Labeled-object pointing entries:
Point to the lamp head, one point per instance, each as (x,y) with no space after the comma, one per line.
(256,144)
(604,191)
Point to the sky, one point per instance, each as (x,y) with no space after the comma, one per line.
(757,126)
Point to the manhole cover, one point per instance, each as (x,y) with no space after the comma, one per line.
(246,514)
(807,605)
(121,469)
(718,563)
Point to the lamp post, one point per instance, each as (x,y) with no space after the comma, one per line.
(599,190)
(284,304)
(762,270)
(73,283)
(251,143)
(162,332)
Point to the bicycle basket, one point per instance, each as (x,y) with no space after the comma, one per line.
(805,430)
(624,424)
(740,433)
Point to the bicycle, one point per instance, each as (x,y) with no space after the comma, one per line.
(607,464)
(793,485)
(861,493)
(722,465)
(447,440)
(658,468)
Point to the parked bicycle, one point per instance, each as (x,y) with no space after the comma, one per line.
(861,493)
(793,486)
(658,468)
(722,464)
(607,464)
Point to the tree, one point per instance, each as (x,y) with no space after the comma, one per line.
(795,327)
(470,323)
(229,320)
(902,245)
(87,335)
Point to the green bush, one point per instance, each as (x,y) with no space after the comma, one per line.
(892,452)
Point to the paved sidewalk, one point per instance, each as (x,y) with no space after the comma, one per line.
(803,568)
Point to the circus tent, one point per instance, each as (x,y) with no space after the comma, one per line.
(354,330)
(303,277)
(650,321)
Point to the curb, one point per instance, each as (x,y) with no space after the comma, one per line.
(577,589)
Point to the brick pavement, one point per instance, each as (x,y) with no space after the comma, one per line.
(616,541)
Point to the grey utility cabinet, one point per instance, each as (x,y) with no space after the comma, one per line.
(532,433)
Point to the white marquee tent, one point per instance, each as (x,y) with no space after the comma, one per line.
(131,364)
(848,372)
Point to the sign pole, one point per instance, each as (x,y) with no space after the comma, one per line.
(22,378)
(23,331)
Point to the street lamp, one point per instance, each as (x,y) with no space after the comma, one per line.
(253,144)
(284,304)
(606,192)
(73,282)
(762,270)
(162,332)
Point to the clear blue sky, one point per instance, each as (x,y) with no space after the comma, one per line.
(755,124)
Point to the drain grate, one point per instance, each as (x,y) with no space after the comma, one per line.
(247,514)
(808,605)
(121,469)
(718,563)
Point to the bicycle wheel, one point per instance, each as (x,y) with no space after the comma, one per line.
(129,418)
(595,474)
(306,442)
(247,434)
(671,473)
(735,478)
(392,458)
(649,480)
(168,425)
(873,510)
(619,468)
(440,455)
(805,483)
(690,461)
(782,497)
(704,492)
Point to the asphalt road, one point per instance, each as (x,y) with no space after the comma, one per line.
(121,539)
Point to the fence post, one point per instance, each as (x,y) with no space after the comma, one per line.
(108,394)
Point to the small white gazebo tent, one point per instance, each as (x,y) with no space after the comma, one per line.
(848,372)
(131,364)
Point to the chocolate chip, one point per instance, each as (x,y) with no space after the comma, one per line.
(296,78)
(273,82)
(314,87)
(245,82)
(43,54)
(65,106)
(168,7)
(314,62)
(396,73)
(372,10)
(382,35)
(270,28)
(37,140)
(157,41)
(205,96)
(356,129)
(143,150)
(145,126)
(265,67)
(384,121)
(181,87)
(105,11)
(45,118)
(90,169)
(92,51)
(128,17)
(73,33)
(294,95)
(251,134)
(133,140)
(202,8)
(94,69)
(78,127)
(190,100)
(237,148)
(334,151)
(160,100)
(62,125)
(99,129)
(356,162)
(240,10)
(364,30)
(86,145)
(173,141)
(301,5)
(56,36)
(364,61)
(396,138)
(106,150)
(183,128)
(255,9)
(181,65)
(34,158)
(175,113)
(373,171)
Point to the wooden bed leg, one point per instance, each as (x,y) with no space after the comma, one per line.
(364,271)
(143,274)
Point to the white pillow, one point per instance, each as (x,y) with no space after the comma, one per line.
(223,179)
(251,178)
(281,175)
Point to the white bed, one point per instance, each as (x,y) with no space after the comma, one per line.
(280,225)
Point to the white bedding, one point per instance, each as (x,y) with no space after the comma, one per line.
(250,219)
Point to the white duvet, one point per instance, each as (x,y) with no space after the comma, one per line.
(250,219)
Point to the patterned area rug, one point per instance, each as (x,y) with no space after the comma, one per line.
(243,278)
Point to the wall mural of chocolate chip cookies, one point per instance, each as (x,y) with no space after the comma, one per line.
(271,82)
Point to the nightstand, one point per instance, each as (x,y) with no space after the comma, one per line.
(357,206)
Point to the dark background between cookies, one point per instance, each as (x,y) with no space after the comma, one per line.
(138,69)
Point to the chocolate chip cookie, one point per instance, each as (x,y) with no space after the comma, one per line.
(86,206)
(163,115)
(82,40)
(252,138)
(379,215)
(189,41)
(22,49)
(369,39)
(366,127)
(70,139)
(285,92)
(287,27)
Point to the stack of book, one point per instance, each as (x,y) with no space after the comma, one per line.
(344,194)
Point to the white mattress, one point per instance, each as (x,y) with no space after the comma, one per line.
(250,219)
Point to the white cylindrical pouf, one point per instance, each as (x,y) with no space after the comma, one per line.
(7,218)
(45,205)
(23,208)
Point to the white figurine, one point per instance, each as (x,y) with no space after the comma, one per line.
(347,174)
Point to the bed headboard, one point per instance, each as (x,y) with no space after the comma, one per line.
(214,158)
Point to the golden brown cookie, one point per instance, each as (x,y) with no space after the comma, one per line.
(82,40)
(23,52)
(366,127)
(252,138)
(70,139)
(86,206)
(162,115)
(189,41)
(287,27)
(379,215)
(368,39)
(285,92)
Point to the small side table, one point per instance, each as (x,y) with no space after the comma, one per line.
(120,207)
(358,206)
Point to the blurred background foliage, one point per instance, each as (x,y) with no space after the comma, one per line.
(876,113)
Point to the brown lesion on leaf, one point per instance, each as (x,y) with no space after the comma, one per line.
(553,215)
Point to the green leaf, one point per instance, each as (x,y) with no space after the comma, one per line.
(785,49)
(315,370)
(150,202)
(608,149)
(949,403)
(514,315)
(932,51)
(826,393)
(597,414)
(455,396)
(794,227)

Problem details → Return the lines from the line containing "Point to the chocolate chip cookie, one" to the end of the entries above, exactly as they appear and with no other output.

The reply →
Point to the chocolate chip cookie, one point per instance, each as (x,y) with no space after the comma, one per line.
(86,206)
(163,115)
(82,40)
(252,138)
(379,215)
(189,41)
(22,49)
(369,39)
(366,127)
(70,139)
(285,92)
(287,27)
Point to the stack of book, one point per instance, each as (x,y) with no space after the comma, one per line.
(344,194)
Point to the white mattress, one point per instance, each as (x,y) with no space after the comma, one per line.
(250,219)
Point to the white cylindrical pouf, one point per instance, each as (x,y) with no space after the comma, one per line.
(7,218)
(45,205)
(23,208)
Point to the white figurine, one point per instance, each as (x,y) with no space after the comma, one per line.
(347,174)
Point to the bed headboard, one point per instance, each as (x,y) with no space after the comma, one per line.
(214,158)
Point to the golden brown cookie, one point per instance, each as (x,y) with no space after the comma, one per line.
(82,40)
(23,52)
(366,127)
(252,138)
(70,139)
(86,206)
(162,115)
(189,41)
(287,27)
(379,215)
(368,39)
(285,92)
Point to the small side table, one point per instance, each as (x,y) with no space after the comma, one per line.
(120,207)
(358,206)
Point to the blurred background foliage, one point per instance, each as (x,y) with no space after the comma, one per line.
(876,113)
Point to the brown lesion on leaf, one point per instance, each as (x,y) with no space after the comma, one per line.
(553,215)
Point to the green leaf, one point per instance, each as (x,y) with no space after the comma, one per line.
(785,49)
(315,370)
(150,202)
(608,149)
(949,403)
(514,315)
(932,51)
(826,393)
(597,414)
(455,396)
(794,227)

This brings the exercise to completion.